(Collected data)
★ ★ ★ ★
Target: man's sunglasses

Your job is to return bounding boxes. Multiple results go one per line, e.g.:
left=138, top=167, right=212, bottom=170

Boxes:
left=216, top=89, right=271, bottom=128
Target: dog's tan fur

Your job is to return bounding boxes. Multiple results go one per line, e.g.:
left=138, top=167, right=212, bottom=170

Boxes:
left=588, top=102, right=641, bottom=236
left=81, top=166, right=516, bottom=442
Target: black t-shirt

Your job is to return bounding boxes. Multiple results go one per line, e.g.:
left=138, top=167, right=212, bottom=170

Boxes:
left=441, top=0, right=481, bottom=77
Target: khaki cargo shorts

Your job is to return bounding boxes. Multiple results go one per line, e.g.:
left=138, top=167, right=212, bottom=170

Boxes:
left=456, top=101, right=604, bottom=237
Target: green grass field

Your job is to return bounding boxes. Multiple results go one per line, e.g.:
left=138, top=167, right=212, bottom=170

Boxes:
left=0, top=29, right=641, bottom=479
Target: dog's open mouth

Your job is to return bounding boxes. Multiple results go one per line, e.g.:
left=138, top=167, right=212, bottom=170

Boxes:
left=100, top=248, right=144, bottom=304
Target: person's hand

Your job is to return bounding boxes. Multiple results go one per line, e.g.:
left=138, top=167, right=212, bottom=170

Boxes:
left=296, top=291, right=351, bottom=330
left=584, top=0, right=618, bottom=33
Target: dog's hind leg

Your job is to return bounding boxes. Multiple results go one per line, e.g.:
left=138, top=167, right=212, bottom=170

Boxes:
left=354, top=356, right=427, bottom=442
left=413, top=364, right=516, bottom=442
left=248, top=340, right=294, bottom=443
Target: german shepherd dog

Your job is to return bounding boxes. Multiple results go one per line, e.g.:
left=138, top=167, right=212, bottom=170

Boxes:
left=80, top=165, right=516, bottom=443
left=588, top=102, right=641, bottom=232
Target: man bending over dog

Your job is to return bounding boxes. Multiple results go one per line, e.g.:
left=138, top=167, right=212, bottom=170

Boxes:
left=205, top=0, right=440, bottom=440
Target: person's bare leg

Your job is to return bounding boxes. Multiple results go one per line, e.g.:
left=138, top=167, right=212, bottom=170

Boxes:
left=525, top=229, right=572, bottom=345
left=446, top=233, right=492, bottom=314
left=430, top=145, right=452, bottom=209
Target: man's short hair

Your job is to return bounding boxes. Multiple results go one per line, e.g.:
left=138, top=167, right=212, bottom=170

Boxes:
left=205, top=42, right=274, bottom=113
★ ★ ★ ★
Rewrite the items from the line containing "Target: dog's open mouth" through the end of the items as a JSON list of strings, one string per line, omitting blank lines.

[
  "Target: dog's open mouth",
  "Your job is to return bounding boxes. Multiple results go one per line, e.g.:",
  "left=138, top=167, right=212, bottom=170",
  "Boxes:",
  "left=100, top=248, right=144, bottom=304",
  "Target: person's hand",
  "Your job is to return bounding boxes. Multiple results go one per line, e.g.:",
  "left=138, top=167, right=212, bottom=170",
  "Boxes:",
  "left=296, top=291, right=351, bottom=330",
  "left=584, top=0, right=618, bottom=33",
  "Target: dog's hind leg",
  "Your job is to return bounding boxes. Multiple results go one per line, e.g.:",
  "left=138, top=167, right=212, bottom=170",
  "Boxes:",
  "left=354, top=356, right=427, bottom=442",
  "left=413, top=364, right=516, bottom=442",
  "left=248, top=340, right=294, bottom=443",
  "Target: german shepherd dog",
  "Your job is to return bounding boxes. Multiple results go one per line, e.g.:",
  "left=138, top=167, right=212, bottom=170",
  "Boxes:",
  "left=80, top=165, right=516, bottom=443",
  "left=588, top=102, right=641, bottom=232",
  "Target: man bending over dog",
  "Your job is to return bounding boxes. Multiple results go one per line, e.g.:",
  "left=138, top=167, right=212, bottom=170",
  "Boxes:",
  "left=205, top=0, right=440, bottom=440",
  "Target: person's bare leg",
  "Your job is to return bounding boxes. Multiple results go one per line, e.g.:",
  "left=138, top=167, right=212, bottom=170",
  "Boxes:",
  "left=525, top=229, right=572, bottom=345",
  "left=446, top=233, right=492, bottom=314",
  "left=430, top=145, right=452, bottom=209",
  "Target: man's short hair",
  "Your job is to return bounding boxes. Multiple results go one per line, e.g.:",
  "left=138, top=167, right=212, bottom=170",
  "Boxes:",
  "left=205, top=42, right=274, bottom=113"
]